- _Trecho selecionado_
################

Publicado por Frei Edson Matias | 13/12/2017 - 10:35

Introdução

Nos estudos e reflexões inicias para Vida Religiosa e Franciscana normalmente encontramos comentários a Legenda dos Três Companheiros e ao Testamento de São Francisco. A Regra Bulada e a Não Bulada estão mais reservadas ao Noviciado, momento que se aprofunda na Espiritualidade em vista aos votos religiosos.

Ao lermos e refletirmos as Admoestações de São Francisco, observamos que outra possibilidade de reflexão pode ser apresentada, sendo subsídio auxiliar a formação inicial dos primeiros anos. Dessa maneira, nos pareceu significativo nos Escritos do santo, comentar as Admoestações numa perspectiva pedagógico-formativa.

Logo, nosso trabalho vai em direção à formação religiosa inicial. Principalmente para franciscanos que estão nos primeiros anos, podendo ser apresentado também à Ordem Franciscana Secular e comunidades que assumiram a espiritualidade franciscana como modo de ser.

Nossa ideia é que as Admoestações de São Francisco contém e apresenta (‘garimpada’ cuidadosamente) uma rica metodologia de um itinerário, presente de forma ‘salpicada’ em cada uma das 28 admoestações. Nosso trabalho/atenção é afinar o olhar e colher e perceber essa fonte, ‘estruturando-a’ de forma pedagógico-formativa. Que o Espirito de Deus nos ajude nessa caminhada. Amém.

2 Admoestação 2: Do mal da própria vontade

2.1 O conhecimento do mal da própria vontade como processo libertador nos primeiros passos na Vida Religiosa e Franciscana.

Disse o Senhor a Adão: Come de toda árvore; da árvore da ciência do bem e do mal, porém, não comas. Podia, pois, comer de toda árvore do paraíso, porque, enquanto nada fazia contra a obediência, não pecava. Come, pois, da árvore da ciências do bem aquele que se apropria de sua vontade e se exalta pelos bens que o Senhor dia e opera nele. E assim, por sugestão do diabo e transgressão do mandato, fez-se o pomo da ciência do mal. Por isso, importa que sustente a pena (Ad. 2).

O título proposto para nós nessa segunda Admoestação já pode causar estranheza. Hoje temos por demais uma exacerbada sensibilidade. Normalmente podemos chamar de ‘melindres’. Pois, chamar de ‘sensibilidade’ poderia prejudicar o sentido dessa palavra e da aceitação dos bons sentimentos.

################

Registros de indicação de objetos nomeados
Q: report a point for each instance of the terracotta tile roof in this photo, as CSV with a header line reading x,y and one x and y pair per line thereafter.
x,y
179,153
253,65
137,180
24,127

################

No trecho do texto sobre as Admoestações de São Francisco que começa com as palavras "O título proposto" e termina com "dos bons sentimentos.", substitua "estranheza" por "surpresa" e escreva o trecho novamente.

- _Resposta_
O título proposto para nós nessa segunda Admoestação já pode causar surpresa. Hoje temos por demais uma exacerbada sensibilidade. Normalmente podemos chamar de ‘melindres’. Pois, chamar de ‘sensibilidade’ poderia prejudicar o sentido dessa palavra e da aceitação dos bons sentimentos.